(Written instruction A) Please repeat the entries from the line containing "If you could pick out the street" up to and including the final line of the entries, switching "trash bin" to "garbage can" and leaving everything else unchanged.

[Passage provided start]

Written by Michael Redman | June 13, 2026

ISSUE #025 | THE LEADERSHIP CONTRARIAN

Most leaders don't know they should get away to think and plan about their business.

Even fewer decide they should.

Even fewer still actually do it.

A Smaller Rhythm Inside the Bigger One

Last week I wrote about the larger Rhythms of Harvest, and how work and rest changing over the span of a year can teach leaders how to thrive over the long haul.

This week I want to talk about a different rhythm. A smaller one. A weekly, monthly, quarterly rhythm that determines whether your strategic time actually moves anything.

Strategic time is essential. Building a thriving company without it is almost impossible.

And yet, among the few who do take it, the session often gets squeezed into a slot. The moment it's over, the calendar starts screaming again, and very little actually changes.

Here's what very few leaders see:

Strategic time is one of the most important things you do. Strategic time without margin around it is one of the most wasted.

A Trip to Vermont

This last week, Kathryn and I traveled to spend a planning day with our friend and advisor Ryan, on his farm in the middle of Vermont farmland.

We had built the day around hard, honest questions. Where are we in this season of running Half a Bubble Out? What does maximizing our impact actually look like from here? What do we keep, what do we change, what is God inviting us into next?

That kind of conversation isn't a one-hour meeting. It isn't even a one-day meeting.

We've learned, slowly and at a real cost, that the conversation is only half the work. What you build before and after the conversation matters just as much.

[Passage provided end]

(Written instruction B) Copy the newsletter piece on strategic time word for word, from "Here's what very" up to and including "just as much.".

[Working data start]

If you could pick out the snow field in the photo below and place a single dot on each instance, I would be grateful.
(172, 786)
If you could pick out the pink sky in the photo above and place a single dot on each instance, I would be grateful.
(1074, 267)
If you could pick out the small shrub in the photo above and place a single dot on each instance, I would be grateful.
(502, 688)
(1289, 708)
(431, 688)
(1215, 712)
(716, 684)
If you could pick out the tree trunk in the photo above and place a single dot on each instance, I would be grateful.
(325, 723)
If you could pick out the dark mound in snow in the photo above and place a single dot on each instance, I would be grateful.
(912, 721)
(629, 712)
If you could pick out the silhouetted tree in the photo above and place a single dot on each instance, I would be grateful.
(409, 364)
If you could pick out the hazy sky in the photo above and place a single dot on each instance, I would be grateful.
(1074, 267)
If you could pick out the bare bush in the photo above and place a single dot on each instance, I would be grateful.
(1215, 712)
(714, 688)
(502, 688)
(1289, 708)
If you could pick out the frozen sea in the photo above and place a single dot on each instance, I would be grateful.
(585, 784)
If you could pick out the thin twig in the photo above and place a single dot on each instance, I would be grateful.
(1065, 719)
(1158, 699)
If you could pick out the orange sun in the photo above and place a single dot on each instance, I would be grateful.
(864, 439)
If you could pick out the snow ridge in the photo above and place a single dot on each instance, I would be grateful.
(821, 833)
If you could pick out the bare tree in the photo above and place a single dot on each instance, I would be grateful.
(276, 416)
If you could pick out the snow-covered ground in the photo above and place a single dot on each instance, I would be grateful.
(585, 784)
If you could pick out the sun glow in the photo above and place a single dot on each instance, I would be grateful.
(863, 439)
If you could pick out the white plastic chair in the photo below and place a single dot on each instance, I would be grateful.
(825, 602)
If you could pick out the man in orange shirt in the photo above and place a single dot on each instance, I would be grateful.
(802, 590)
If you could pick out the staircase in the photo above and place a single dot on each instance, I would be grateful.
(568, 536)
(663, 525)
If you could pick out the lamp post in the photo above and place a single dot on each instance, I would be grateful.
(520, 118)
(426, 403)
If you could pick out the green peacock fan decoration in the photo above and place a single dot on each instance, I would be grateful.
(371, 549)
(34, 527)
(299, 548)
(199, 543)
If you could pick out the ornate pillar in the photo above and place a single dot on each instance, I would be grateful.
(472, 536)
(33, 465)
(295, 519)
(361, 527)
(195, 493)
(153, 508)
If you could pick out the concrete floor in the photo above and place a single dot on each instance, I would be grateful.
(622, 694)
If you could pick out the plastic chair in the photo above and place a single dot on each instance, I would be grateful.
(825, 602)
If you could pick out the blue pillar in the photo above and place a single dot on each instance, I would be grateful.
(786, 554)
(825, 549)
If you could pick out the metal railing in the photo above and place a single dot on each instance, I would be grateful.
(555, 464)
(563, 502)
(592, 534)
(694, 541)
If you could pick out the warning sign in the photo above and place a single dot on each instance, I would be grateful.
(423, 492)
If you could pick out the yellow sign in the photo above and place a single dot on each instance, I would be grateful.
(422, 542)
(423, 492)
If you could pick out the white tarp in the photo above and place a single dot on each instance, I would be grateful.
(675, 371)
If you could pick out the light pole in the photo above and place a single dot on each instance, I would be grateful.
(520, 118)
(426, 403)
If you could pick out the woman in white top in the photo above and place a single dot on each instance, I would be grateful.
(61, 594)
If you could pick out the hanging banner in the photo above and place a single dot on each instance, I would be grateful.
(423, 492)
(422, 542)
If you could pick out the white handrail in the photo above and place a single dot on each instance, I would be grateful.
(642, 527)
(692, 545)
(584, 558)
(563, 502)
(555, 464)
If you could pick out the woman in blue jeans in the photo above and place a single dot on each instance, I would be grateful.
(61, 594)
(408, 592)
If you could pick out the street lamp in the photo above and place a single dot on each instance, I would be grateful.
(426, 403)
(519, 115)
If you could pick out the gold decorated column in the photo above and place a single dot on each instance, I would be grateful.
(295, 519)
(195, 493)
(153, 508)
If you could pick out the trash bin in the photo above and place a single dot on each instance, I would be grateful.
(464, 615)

[Working data end]

(Finished answer A)
If you could pick out the street lamp in the photo above and place a single dot on each instance, I would be grateful.
(426, 403)
(519, 115)
If you could pick out the gold decorated column in the photo above and place a single dot on each instance, I would be grateful.
(295, 519)
(195, 493)
(153, 508)
If you could pick out the garbage can in the photo above and place a single dot on each instance, I would be grateful.
(464, 615)

(Finished answer B)
Here's what very few leaders see:

Strategic time is one of the most important things you do. Strategic time without margin around it is one of the most wasted.

A Trip to Vermont

This last week, Kathryn and I traveled to spend a planning day with our friend and advisor Ryan, on his farm in the middle of Vermont farmland.

We had built the day around hard, honest questions. Where are we in this season of running Half a Bubble Out? What does maximizing our impact actually look like from here? What do we keep, what do we change, what is God inviting us into next?

That kind of conversation isn't a one-hour meeting. It isn't even a one-day meeting.

We've learned, slowly and at a real cost, that the conversation is only half the work. What you build before and after the conversation matters just as much.